Task brief
Your task is to print all of the material verbatim.
....
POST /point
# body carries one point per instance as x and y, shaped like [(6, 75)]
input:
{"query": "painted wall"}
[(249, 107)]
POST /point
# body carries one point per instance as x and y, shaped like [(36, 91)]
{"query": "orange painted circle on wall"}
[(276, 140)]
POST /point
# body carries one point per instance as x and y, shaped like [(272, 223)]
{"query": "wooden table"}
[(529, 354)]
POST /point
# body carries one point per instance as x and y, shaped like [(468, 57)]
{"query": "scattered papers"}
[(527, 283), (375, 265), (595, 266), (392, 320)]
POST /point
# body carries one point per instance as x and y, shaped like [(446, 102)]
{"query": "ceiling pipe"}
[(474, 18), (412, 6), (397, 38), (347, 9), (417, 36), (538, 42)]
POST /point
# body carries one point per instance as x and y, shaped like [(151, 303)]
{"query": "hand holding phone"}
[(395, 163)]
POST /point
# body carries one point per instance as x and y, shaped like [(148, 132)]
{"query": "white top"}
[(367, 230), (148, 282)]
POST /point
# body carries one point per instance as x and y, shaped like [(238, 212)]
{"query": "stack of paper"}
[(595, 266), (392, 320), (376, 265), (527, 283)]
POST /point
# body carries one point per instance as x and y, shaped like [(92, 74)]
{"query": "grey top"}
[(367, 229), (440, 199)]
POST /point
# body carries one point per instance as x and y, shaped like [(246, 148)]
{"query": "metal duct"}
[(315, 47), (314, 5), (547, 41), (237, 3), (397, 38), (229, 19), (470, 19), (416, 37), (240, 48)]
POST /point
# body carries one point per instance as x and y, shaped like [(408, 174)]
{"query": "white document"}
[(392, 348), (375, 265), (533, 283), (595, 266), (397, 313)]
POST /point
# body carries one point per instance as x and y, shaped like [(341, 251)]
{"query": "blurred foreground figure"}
....
Answer to the problem
POST /point
# body carries one point per instance as x and y, shaped like [(6, 75)]
input:
{"query": "painted wall"}
[(249, 107)]
POST /point
# body carries one point per instance as x and y, shaped like [(36, 91)]
{"query": "orange painted circle on wall"}
[(276, 140)]
POST /point
# body carries one point per instance as x and y, shaped like [(272, 223)]
{"query": "wooden table"}
[(529, 354)]
POST /point
# body carries one point per instance as x and y, shaped like [(468, 57)]
{"query": "scattered papers"}
[(527, 283), (375, 265), (595, 266), (392, 320)]
POST /point
# body carries one point per instance as x and y, shaped like [(446, 102)]
{"query": "ceiling pipe"}
[(474, 18), (412, 6), (397, 38), (347, 9), (417, 36), (538, 42)]
POST /point
# body carries one point per instance as x and y, shaped like [(151, 303)]
{"query": "hand holding phone"}
[(395, 163)]
POST /point
# body carries one point per instance as x and y, shaped like [(148, 132)]
{"query": "white top"}
[(367, 230), (148, 282)]
POST /point
# body carries one point per instance as x and y, shaped like [(238, 212)]
{"query": "stack of paper"}
[(595, 266), (392, 320), (376, 265), (527, 283)]
POST /point
# body carries one point per instance as x and y, shaped like [(92, 74)]
{"query": "grey top"}
[(367, 229), (440, 199)]
POST /point
# body carries one point per instance as x and y, shaped like [(246, 148)]
{"query": "metal duct"}
[(315, 47), (314, 5), (547, 41), (237, 3), (397, 38), (229, 19), (470, 19), (416, 37), (240, 48)]
POST /point
# body carries one point per instance as x and y, shaped like [(408, 174)]
{"query": "white document"}
[(392, 348), (375, 265), (533, 283), (595, 266), (397, 313)]
POST /point
# body carries one point per instance as x and y, shaped like [(341, 251)]
{"query": "blurred foreground figure"}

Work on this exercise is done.